§ Task requirements
(1) In the article on palliative care in Mexico, who runs the non-profit Juntos Contra el Dolor?
(2) Write the next part of the article on palliative care in Mexico, picking up right after its final sentence.

Facing the end requires more than just medical care

In 2009, Mexico passed a commendable set of laws guaranteeing all patients the right to specialist end-of-life or palliative care.

In practice, the legislation has proved to be hollow as this mutli-disciplinary terminal care treatment  is rarely delivered in a timely or appropriate form, if at all, say those working in this developing field for Mexico.

For Dr. Susana Lua Nava, a nun who runs the non-profit Juntos Contra el Dolor, a four-year-old palliative care hospital/clinic in Guadalajara, the problem lies mostly with an indifferent medical profession. 

“We still need the medical body to accept palliative care as a specialty,” she says. “Doctors can’t do everything on their own. Oncologists usually don’t inform the families of those with terminal cancer that they can have access to services that address their emotional, social and spiritual concerns, as well as physical ones. They don’t tell them of the options to dignify their final days.”

(Data extracted from a collection)

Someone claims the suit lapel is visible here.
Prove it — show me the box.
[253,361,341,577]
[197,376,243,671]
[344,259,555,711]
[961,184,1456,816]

§ Your responses
(1) Dr. Susana Lua Nava, a nun.

(2)
Palliative care in its modern context has its roots in the groundbreaking work undertaken by Cicely Saunders, who opened the world’s first purpose-built hospice in London, England in 1967.  The first hospice in the United States opened in Branford, Connecticut, in 1973.

While still in its infancy in Mexico – “we’re about 50 years behind the rest of the developed world,” notes Lua – palliative care has become an integral part of many countries’ health programs.  Around 80 percent of hospitals in the United States with more than 300 beds now have their own palliative care units.